Prompt - In the Jeopardy guided project below, write out everything from "Let's say you" down to "category of the question.".

Selected excerpt -
------------------------------

# Guided Project: Winning Jeopardy

## 1. Jeopardy questions
Jeopardy is a popular TV show in the US where participants answer questions to win money. It's been running for a few decades, and is a major force in popular culture. 
Let's say you want to compete on Jeopardy, and you're looking for any edge you can get to win. In this project, you'll work with a dataset of Jeopardy questions to figure out some patterns in the questions that could help you win.

The dataset is named jeopardy.csv, and contains 20000 rows from the beginning of a full dataset of Jeopardy questions. Each row in the dataset of the file represents a single question on a single episode of Jeopardy. Here are explanations of each column:

<li>Show Number -- the Jeopardy episode number of the show this question was in.
<li>Air Date -- the date the episode aired.
<li>Round -- the round of Jeopardy that the question was asked in. Jeopardy has several rounds as each episode progresses.
<li>Category -- the category of the question.
<li>Value -- the number of dollars answering the question correctly is worth.
<li>Question -- the text of the question.
<li>Answer -- the text of the answer.

In [1]:
#Import Libraries
import pandas as pd
import matplotlib.pyplot as plt
import seaborn as sns
%matplotlib inline

In [2]:
#Read the dataset into a Dataframe called jeopardy using Pandas.
jeopardy=pd.read_csv('jeopardy.csv')

#Print out the first 5 rows of jeopardy.
jeopardy.head()

Unnamed: 0,Show Number,Air Date,Round,Category,Value,Question,Answer
0,4680,2004-12-31,Jeopardy!,HISTORY,$200,"For the last 8 years of his life, Galileo was ...",Copernicus
1,4680,2004-12-31,Jeopardy!,ESPN's TOP 10 ALL-TIME ATHLETES,$200,No. 2: 1912 Olympian; football star at Carlisl...,Jim Thorpe
2,4680,2004-12-31,Jeopardy!,EVERYBODY TALKS ABOUT IT...,$200,The city of Yuma in this state has a record av...,Arizona
3,4680,2004-12-31,Jeopardy!,THE COMPANY LINE,$200,"In 1963, live on ""The Art Linkletter Show"", th...",McDonald's
4,4680,2004-12-31,Jeopardy!,EPITAPHS & TRIBUTES,$200,"Signer of the Dec. of Indep., framer of the Co...",John Adams


In [3]:
#Print out the columns of jeopardy using jeopardy.columns.

------------------------------

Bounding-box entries

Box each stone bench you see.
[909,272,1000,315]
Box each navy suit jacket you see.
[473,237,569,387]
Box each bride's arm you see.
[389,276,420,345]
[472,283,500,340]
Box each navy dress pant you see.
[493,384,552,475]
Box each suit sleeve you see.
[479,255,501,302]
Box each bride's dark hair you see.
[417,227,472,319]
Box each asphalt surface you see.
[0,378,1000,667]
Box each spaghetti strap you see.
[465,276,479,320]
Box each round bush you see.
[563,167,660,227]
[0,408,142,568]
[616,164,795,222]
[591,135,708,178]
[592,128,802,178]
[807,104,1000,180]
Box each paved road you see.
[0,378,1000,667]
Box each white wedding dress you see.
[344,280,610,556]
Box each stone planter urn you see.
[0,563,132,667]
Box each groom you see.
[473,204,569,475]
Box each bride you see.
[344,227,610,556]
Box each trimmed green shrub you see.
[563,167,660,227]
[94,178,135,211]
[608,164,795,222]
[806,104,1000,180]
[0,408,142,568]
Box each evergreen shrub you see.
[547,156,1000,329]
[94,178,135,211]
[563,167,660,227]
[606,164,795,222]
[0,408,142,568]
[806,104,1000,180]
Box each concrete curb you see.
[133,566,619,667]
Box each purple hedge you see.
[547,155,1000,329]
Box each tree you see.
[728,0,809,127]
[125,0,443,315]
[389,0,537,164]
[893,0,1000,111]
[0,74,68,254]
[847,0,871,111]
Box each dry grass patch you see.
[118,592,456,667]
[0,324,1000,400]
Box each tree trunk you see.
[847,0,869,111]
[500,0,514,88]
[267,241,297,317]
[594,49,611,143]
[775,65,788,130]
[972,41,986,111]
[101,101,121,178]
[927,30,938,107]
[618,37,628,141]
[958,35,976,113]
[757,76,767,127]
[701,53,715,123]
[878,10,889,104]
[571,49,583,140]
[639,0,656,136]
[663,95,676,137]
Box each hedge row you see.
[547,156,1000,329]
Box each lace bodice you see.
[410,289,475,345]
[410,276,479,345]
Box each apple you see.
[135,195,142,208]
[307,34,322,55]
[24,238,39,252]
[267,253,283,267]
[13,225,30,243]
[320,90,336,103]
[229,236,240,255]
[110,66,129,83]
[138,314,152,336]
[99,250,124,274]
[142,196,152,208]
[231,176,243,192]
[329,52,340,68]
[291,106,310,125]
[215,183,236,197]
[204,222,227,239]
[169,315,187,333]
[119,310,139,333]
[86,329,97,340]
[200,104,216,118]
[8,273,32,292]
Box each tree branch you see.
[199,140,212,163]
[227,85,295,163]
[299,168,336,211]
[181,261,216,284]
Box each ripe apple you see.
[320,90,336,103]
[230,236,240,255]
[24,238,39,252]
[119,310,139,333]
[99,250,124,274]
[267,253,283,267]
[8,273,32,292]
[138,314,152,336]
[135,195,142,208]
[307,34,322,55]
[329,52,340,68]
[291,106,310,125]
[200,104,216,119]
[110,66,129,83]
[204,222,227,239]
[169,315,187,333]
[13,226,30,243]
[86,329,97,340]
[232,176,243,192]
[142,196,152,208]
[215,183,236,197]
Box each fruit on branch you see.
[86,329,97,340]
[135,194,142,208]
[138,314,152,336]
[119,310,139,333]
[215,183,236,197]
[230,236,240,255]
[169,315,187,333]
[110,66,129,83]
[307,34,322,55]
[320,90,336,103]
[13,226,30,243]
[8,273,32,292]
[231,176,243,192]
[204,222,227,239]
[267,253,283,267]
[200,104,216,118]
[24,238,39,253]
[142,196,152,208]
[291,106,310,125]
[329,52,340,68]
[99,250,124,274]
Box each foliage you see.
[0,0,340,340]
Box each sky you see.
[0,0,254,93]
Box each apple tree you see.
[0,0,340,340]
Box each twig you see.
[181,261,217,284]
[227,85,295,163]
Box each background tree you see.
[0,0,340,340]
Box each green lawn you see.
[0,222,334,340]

------------------------------

Solution to this exercise -
Let's say you want to compete on Jeopardy, and you're looking for any edge you can get to win. In this project, you'll work with a dataset of Jeopardy questions to figure out some patterns in the questions that could help you win.

The dataset is named jeopardy.csv, and contains 20000 rows from the beginning of a full dataset of Jeopardy questions. Each row in the dataset of the file represents a single question on a single episode of Jeopardy. Here are explanations of each column:

<li>Show Number -- the Jeopardy episode number of the show this question was in.
<li>Air Date -- the date the episode aired.
<li>Round -- the round of Jeopardy that the question was asked in. Jeopardy has several rounds as each episode progresses.
<li>Category -- the category of the question.